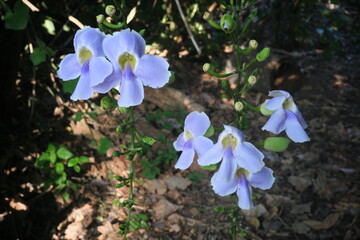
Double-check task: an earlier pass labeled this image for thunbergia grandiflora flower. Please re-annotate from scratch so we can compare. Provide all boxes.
[57,26,112,101]
[211,167,275,209]
[262,90,310,143]
[174,112,213,170]
[94,29,170,107]
[198,125,264,181]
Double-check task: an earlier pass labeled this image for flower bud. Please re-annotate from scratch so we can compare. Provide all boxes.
[248,75,257,86]
[220,13,235,33]
[260,101,274,116]
[221,80,229,89]
[249,39,258,49]
[96,14,105,23]
[105,5,116,17]
[234,102,244,112]
[118,107,129,114]
[100,96,117,110]
[203,12,210,21]
[203,63,211,72]
[264,137,290,152]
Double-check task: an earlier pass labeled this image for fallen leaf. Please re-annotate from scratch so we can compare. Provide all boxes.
[303,213,341,230]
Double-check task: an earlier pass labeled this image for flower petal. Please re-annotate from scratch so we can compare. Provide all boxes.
[198,143,223,166]
[248,167,275,190]
[74,26,106,57]
[57,54,81,81]
[264,96,286,111]
[218,146,237,182]
[234,142,265,173]
[175,140,195,170]
[118,65,144,107]
[236,175,253,210]
[93,68,122,93]
[211,172,238,196]
[173,132,185,151]
[193,136,214,157]
[285,110,310,143]
[70,61,94,101]
[261,108,286,134]
[184,111,210,137]
[89,57,113,86]
[135,54,171,88]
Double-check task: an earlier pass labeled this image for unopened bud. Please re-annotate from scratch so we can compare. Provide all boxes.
[248,75,257,86]
[105,5,116,17]
[264,137,290,152]
[203,63,211,72]
[249,39,258,49]
[203,12,210,21]
[96,14,105,23]
[234,102,244,112]
[221,80,229,89]
[220,13,235,33]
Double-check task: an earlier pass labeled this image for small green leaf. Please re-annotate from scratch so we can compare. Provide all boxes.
[63,78,79,93]
[50,152,57,163]
[4,0,29,30]
[55,163,64,175]
[74,165,81,173]
[68,157,79,167]
[56,147,74,160]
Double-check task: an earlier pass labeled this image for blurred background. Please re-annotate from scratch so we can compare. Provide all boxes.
[0,0,360,240]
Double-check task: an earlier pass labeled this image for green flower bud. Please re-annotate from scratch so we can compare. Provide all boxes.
[234,102,244,112]
[118,107,129,114]
[260,102,274,116]
[203,63,211,72]
[221,80,230,89]
[105,5,116,17]
[204,125,214,138]
[96,14,105,23]
[203,12,210,21]
[256,48,270,62]
[220,13,236,33]
[264,137,290,152]
[249,39,258,49]
[248,76,257,86]
[100,96,117,110]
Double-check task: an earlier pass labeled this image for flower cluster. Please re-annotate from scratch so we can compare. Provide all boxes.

——————

* Brief:
Could you give every line of the entries above as a Markdown table with the columns "Row" and "Entry line", numbering each row, skipping blank lines, and leaving the pictures out?

* Result below:
| Row | Entry line |
|---|---|
| 1 | Double-check task: an earlier pass labeled this image for thunbergia grandiflora flower. Please re-annotate from scratch so we can compare. Provide all boxes. |
| 2 | [57,26,112,101] |
| 3 | [211,167,275,209] |
| 4 | [262,90,310,143] |
| 5 | [174,112,213,170] |
| 6 | [94,29,170,107] |
| 7 | [198,125,264,181] |
| 8 | Double-check task: an earlier pass labeled this image for flower bud. Please re-annotate from scratch so we can compare. Provide all boxes. |
| 9 | [248,75,257,86] |
| 10 | [220,13,235,33] |
| 11 | [260,101,274,116] |
| 12 | [221,80,229,89] |
| 13 | [249,39,258,49] |
| 14 | [96,14,105,23] |
| 15 | [105,5,116,17] |
| 16 | [234,102,244,112] |
| 17 | [118,107,129,114] |
| 18 | [100,96,117,110] |
| 19 | [203,12,210,21] |
| 20 | [203,63,211,72] |
| 21 | [264,137,290,152] |
| 22 | Double-check task: an earlier pass labeled this image for fallen leaf. Please re-annotate from scratch so we can compare. Provide all boxes. |
| 23 | [303,213,341,230] |
| 24 | Double-check task: an earlier pass labeled this image for flower petal. Please re-annotate from scratch so we can compare. Provide all boxes. |
| 25 | [198,143,223,166] |
| 26 | [248,167,275,190] |
| 27 | [74,26,106,57] |
| 28 | [57,54,81,81] |
| 29 | [264,96,286,111] |
| 30 | [218,146,237,182] |
| 31 | [234,142,265,173] |
| 32 | [175,140,195,170] |
| 33 | [118,65,144,107] |
| 34 | [236,175,253,210] |
| 35 | [93,68,122,93] |
| 36 | [211,172,238,196] |
| 37 | [173,132,185,151] |
| 38 | [193,136,214,157] |
| 39 | [285,110,310,143] |
| 40 | [70,61,94,101] |
| 41 | [261,108,286,134] |
| 42 | [184,111,210,137] |
| 43 | [89,57,113,86] |
| 44 | [135,54,171,88] |
| 45 | Double-check task: an earlier pass labeled this image for unopened bud. Please re-annotate from scratch so we can compare. Provide all boxes. |
| 46 | [248,75,257,86] |
| 47 | [105,5,116,17] |
| 48 | [264,137,290,152] |
| 49 | [203,63,211,72] |
| 50 | [249,39,258,49] |
| 51 | [203,12,210,21] |
| 52 | [96,14,105,23] |
| 53 | [234,102,244,112] |
| 54 | [221,80,229,89] |
| 55 | [220,13,235,33] |
| 56 | Double-check task: an earlier pass labeled this image for small green leaf. Please re-annotate from scratch so we can compare. Provide all boxes. |
| 57 | [63,78,79,93] |
| 58 | [50,152,57,163] |
| 59 | [4,0,29,30] |
| 60 | [55,163,64,175] |
| 61 | [74,165,81,173] |
| 62 | [68,157,79,167] |
| 63 | [56,147,74,160] |
| 64 | Double-check task: an earlier pass labeled this image for blurred background. Please re-annotate from scratch so we can compare. Provide all boxes. |
| 65 | [0,0,360,240] |
| 66 | Double-check task: an earlier pass labeled this image for green flower bud. Please re-annotate from scratch so we can compare. Provide all boxes. |
| 67 | [234,102,244,112] |
| 68 | [118,107,129,114] |
| 69 | [260,102,274,116] |
| 70 | [203,63,211,72] |
| 71 | [221,80,230,89] |
| 72 | [105,5,116,17] |
| 73 | [204,125,214,138] |
| 74 | [96,14,105,23] |
| 75 | [203,12,210,21] |
| 76 | [256,48,270,62] |
| 77 | [220,13,236,33] |
| 78 | [264,137,290,152] |
| 79 | [249,39,258,49] |
| 80 | [248,76,257,86] |
| 81 | [100,96,117,110] |
| 82 | Double-check task: an earlier pass labeled this image for flower cluster. Please re-annotate from scratch so we can compare. Provide all boxes. |